> Information provided:
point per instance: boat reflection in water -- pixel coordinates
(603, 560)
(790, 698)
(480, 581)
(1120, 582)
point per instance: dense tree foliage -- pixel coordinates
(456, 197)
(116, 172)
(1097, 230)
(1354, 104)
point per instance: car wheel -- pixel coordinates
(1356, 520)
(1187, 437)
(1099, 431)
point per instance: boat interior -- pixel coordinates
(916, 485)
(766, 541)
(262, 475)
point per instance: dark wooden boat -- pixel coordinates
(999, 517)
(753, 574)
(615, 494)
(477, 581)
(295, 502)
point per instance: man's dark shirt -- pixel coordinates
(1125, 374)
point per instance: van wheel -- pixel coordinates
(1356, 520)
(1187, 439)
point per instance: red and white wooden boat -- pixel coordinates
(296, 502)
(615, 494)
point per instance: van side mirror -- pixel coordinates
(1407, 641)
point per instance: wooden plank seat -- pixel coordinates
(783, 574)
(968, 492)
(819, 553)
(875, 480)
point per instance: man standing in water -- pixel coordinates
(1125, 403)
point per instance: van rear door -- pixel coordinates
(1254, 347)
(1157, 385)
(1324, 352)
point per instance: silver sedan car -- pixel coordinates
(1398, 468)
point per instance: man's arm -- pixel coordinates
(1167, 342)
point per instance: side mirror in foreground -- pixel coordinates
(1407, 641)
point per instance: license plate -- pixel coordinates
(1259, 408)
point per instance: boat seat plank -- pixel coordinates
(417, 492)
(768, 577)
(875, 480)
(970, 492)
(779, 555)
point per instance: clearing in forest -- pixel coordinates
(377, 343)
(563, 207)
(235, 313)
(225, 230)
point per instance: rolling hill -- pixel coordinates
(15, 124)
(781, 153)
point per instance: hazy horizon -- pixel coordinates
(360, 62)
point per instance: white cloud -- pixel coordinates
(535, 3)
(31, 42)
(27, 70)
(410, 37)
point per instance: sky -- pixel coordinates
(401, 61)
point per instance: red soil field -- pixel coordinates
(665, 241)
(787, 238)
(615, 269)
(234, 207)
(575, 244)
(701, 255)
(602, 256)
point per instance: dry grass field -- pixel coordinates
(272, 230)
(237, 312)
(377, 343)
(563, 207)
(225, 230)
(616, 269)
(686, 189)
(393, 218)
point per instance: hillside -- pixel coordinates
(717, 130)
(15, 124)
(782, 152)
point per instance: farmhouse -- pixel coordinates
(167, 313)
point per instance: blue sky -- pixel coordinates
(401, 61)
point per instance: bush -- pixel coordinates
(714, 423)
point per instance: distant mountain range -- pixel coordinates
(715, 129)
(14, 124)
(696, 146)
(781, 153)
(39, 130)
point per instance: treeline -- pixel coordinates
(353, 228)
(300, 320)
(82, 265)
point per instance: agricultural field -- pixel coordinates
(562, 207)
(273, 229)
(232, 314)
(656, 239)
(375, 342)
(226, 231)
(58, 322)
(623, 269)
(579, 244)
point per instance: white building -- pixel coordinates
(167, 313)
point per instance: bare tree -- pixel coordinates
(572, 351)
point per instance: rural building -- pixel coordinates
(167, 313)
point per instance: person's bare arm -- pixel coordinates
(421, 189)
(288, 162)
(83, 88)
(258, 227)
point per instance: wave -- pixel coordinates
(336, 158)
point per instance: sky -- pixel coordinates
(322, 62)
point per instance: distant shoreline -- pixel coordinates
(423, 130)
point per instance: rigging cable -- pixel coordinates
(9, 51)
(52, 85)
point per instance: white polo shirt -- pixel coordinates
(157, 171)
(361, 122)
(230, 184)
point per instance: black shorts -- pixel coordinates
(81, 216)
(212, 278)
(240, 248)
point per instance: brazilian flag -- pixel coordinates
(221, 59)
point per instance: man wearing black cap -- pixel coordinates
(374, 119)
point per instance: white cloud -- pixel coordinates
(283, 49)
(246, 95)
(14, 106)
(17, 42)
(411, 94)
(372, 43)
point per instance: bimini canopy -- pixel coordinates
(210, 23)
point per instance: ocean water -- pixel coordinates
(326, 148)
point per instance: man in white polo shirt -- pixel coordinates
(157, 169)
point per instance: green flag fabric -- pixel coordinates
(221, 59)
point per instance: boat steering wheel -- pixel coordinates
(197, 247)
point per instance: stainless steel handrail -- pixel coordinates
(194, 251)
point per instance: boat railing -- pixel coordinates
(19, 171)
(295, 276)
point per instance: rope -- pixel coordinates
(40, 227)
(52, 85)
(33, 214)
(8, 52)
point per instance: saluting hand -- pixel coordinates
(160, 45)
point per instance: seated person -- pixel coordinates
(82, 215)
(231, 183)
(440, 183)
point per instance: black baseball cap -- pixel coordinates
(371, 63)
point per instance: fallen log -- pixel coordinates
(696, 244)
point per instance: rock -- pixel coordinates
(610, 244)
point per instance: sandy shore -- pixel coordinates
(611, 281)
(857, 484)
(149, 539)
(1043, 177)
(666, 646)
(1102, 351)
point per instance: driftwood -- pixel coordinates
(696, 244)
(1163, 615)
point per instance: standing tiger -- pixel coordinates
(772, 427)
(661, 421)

> What needs to be done: Add 127 to each number in every coordinate pair in the data above, starting at its first line and ending with the line containing "(1398, 468)". Write out every line in that stretch, keeping all other lines unchanged.

> Exercise response:
point per instance: boat reflection in water -- pixel coordinates
(730, 687)
(917, 825)
(607, 708)
(1247, 709)
point per instance: dense tree foliage -- pixel coordinates
(583, 324)
(243, 299)
(1224, 357)
(1481, 231)
point per instance: car wheel -- pixel coordinates
(1483, 647)
(1314, 564)
(1226, 558)
point per instance: boat interior -- pixel coordinates
(1043, 612)
(893, 668)
(389, 602)
point per instance: dark wooden boat -- pixel coordinates
(1126, 644)
(880, 701)
(742, 621)
(604, 708)
(422, 629)
point per instance: man's dark shirt -- pixel coordinates
(1252, 501)
point per instance: van wheel -- pixel coordinates
(1483, 647)
(1314, 566)
point per instance: red and white wooden boat -- pixel coordinates
(423, 629)
(742, 621)
point per instance: van side mirror -- pixel coordinates
(1534, 768)
point per instance: wooden plank seat -- pixel coordinates
(910, 701)
(1095, 619)
(946, 680)
(1002, 607)
point per instance: man standing in water -- pixel coordinates
(1252, 530)
point per instance: van rear door -- pixel coordinates
(1381, 474)
(1284, 512)
(1451, 479)
point per instance: silver sedan car -- pixel coordinates
(1525, 595)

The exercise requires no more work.